• **Assigned task A**: In the Eagle Mountain passage, what percentage of income from natural gas bills does the city transfer to its general fund?
• **Assigned task B**: For each statement below, say whether it agrees with the Eagle Mountain passage, and quote the words that decide it. (i) Property tax paid by residents covers only the city's fire department. (ii) The rodeo lost money in 2012. (iii) The city's receptionist earns $60,000 a year.
• **Assigned task C**: Reproduce the Eagle Mountain passage word for word, starting at "The 60-page document" and ending at "rodeo in 2012.".

• **Selected passage**:

▽

The city does transfer 12 percent of income from natural gas bills and 8 percent of the income from the city-owned electric company to the city's general fund to pay for the time of city staff dealing with utility employees and issues. Every city that owns its own utilities does the same, the mayor said. Staff noted that Eagle Mountain's utility company is the fastest growing in Utah.

The city could choose to stop transferring money from utilities to pay for the library and parks and other city services, but "if we were to get rid of that transfer we would double our taxes or maybe even triple our taxes," Pili said.

The problem is that the property tax paid by residents pays only for the city's fire department. Sales tax to the city pays only a fraction of the city's expenses.

The 60-page document claimed the city was losing huge amounts of money on the city's annual celebration and called for all city special events to end. The city did lose $174,000 on its rodeo in 2010 because it bought the rodeo arena property, the mayor said. In 2011, the rodeo lost $80,000, and in 2012 the rodeo made $20,000. The city believes the rodeo will continue to pay for itself in the future.

Elected officials also noted that the city got $120,000 in private sponsorship for the rodeo in 2012.

Pili said voters set the mayor's $70,000 salary before the mayor was even a council member, let alone the mayor. He defended his own salary, saying he makes $115,000 a year, which is appropriate for someone with a master's degree in public administration. The city recorder makes slightly more than average for her position, but she earns it with her efficiency and years of experience, he said.

The city's receptionist was falsely said to have a $60,000-a-year salary in the 60-page report, and in the past three days she has received an outpouring of threats and harassment over the phone. Pili said she is actually paid $8.50 an hour "plain and simple. Come and look at her pay stub if you don't believe us. She was scared to come to work. Please stop the harassments."

Council members condemned the threats to the receptionist.

△

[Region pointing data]
▽

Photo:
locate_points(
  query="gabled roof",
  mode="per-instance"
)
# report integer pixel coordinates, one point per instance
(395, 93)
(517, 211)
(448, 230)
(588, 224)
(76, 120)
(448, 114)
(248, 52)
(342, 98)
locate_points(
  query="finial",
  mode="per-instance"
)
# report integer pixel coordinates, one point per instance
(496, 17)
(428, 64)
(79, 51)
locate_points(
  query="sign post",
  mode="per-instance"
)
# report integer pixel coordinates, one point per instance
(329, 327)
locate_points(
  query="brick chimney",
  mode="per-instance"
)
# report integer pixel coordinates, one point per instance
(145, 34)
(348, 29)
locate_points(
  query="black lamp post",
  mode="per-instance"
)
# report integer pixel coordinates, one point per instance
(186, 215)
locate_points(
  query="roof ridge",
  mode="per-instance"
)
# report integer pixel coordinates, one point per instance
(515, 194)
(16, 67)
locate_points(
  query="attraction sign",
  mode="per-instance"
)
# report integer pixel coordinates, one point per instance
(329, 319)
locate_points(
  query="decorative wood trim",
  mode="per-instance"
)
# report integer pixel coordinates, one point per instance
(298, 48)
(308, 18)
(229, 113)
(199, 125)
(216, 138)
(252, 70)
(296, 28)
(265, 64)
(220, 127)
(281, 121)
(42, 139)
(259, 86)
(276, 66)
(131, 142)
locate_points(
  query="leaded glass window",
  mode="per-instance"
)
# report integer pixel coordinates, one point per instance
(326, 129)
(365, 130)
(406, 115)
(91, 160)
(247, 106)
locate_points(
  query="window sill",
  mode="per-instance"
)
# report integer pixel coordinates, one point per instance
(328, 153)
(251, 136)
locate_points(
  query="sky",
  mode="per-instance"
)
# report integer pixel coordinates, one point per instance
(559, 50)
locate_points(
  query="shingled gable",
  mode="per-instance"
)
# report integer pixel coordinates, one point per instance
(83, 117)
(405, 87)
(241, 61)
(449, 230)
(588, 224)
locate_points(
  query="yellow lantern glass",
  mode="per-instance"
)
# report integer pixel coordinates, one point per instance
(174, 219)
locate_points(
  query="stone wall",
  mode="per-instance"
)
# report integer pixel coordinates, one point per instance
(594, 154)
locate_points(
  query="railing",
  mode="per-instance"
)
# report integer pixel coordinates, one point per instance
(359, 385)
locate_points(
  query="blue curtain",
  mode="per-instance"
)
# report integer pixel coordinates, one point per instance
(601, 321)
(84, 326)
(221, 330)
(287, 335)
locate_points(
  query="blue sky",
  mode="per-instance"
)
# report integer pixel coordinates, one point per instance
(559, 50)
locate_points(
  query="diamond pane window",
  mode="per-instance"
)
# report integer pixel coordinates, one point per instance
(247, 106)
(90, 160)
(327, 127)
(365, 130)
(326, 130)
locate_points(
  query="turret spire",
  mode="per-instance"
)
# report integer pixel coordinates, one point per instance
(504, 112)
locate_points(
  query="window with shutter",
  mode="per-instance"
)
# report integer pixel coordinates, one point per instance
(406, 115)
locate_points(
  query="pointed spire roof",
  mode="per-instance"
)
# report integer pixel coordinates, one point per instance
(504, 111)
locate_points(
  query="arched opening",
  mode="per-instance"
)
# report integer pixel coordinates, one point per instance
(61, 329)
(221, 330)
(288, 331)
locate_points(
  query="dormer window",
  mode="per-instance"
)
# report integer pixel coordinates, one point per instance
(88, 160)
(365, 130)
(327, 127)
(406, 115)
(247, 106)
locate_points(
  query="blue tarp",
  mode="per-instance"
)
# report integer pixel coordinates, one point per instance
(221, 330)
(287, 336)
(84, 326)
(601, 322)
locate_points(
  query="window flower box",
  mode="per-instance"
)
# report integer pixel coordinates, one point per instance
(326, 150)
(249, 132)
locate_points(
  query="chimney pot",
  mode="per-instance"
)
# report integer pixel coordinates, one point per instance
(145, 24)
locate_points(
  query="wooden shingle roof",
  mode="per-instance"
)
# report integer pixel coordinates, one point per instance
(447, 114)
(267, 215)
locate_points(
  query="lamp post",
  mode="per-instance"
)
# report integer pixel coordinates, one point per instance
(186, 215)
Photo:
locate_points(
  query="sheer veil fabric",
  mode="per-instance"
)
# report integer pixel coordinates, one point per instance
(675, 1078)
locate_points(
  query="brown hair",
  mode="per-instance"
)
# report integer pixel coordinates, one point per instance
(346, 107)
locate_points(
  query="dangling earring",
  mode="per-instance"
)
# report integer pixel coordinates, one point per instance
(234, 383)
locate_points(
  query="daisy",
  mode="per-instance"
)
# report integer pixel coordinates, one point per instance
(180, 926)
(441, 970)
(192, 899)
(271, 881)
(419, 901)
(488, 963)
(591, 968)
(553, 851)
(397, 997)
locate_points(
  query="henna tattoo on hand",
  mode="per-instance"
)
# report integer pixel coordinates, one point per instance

△

• **Your solution A**: 12 percent

• **Your solution B**:
(i) Yes: "the property tax paid by residents pays only for the city's fire department"
(ii) No: "in 2012 the rodeo made $20,000"
(iii) No: "Pili said she is actually paid $8.50 an hour"

• **Your solution C**:
The 60-page document claimed the city was losing huge amounts of money on the city's annual celebration and called for all city special events to end. The city did lose $174,000 on its rodeo in 2010 because it bought the rodeo arena property, the mayor said. In 2011, the rodeo lost $80,000, and in 2012 the rodeo made $20,000. The city believes the rodeo will continue to pay for itself in the future.

Elected officials also noted that the city got $120,000 in private sponsorship for the rodeo in 2012.